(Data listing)
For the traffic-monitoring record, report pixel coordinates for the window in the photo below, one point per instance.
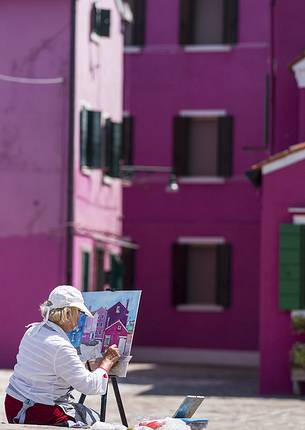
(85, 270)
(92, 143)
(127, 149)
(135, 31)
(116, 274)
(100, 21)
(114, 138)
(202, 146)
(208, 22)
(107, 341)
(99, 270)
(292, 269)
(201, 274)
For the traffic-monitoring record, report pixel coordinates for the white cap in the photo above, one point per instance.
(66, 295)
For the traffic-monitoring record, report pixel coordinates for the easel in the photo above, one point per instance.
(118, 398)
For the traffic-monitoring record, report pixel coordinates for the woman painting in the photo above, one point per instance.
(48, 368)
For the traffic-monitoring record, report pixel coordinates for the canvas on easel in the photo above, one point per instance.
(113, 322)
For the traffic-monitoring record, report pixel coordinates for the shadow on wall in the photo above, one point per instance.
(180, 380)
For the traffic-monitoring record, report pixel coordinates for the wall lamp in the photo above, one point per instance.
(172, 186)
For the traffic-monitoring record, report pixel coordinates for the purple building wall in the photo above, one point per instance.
...
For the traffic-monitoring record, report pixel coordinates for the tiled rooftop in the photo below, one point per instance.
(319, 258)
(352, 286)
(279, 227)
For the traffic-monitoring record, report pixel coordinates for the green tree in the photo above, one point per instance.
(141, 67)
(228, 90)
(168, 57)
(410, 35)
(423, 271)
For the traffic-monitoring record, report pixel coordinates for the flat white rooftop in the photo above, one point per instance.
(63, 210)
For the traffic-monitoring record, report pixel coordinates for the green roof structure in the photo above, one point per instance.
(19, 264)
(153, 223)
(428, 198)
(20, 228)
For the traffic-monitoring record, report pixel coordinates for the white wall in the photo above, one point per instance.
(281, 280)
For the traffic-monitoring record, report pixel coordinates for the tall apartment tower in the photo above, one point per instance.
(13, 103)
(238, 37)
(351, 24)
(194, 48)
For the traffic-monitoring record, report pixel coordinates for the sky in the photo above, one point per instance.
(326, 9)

EXERCISE DIRECTIONS
Convert the material between the lines holding "for the window" and "for the purple", inclusive, into a Markdown table with the columns Row and Line, skipping any blank lines. Leave the pictures out of the table.

CORRECT ANSWER
| Row | Line |
|---|---|
| 1 | For the traffic-monitoring record, report pixel coordinates for the window in the photo below, one point per instance. |
| 2 | (85, 270) |
| 3 | (92, 143) |
| 4 | (127, 149) |
| 5 | (135, 31) |
| 6 | (116, 274) |
| 7 | (100, 21) |
| 8 | (114, 138) |
| 9 | (202, 146) |
| 10 | (208, 22) |
| 11 | (107, 341) |
| 12 | (99, 270) |
| 13 | (292, 269) |
| 14 | (201, 274) |
| 15 | For the traffic-monitoring record, report pixel coordinates for the white cap in the photo above, one point per instance. |
| 16 | (66, 295) |
| 17 | For the traffic-monitoring record, report pixel coordinates for the easel in the photo above, one point per instance. |
| 18 | (118, 398) |
| 19 | For the traffic-monitoring record, report pixel coordinates for the woman painting in the photo above, one point per instance. |
| 20 | (48, 368) |
| 21 | For the traffic-monitoring record, report pixel coordinates for the canvas on easel in the photo above, one point per instance. |
| 22 | (113, 322) |
| 23 | For the traffic-monitoring record, report pixel coordinates for the shadow on wall in the photo above, one point per instance. |
| 24 | (180, 380) |
| 25 | For the traffic-monitoring record, report pixel coordinates for the wall lamp in the photo above, one point per instance. |
| 26 | (172, 186) |
| 27 | For the traffic-monitoring record, report pixel coordinates for the purple building wall in the photo above, one point per instance. |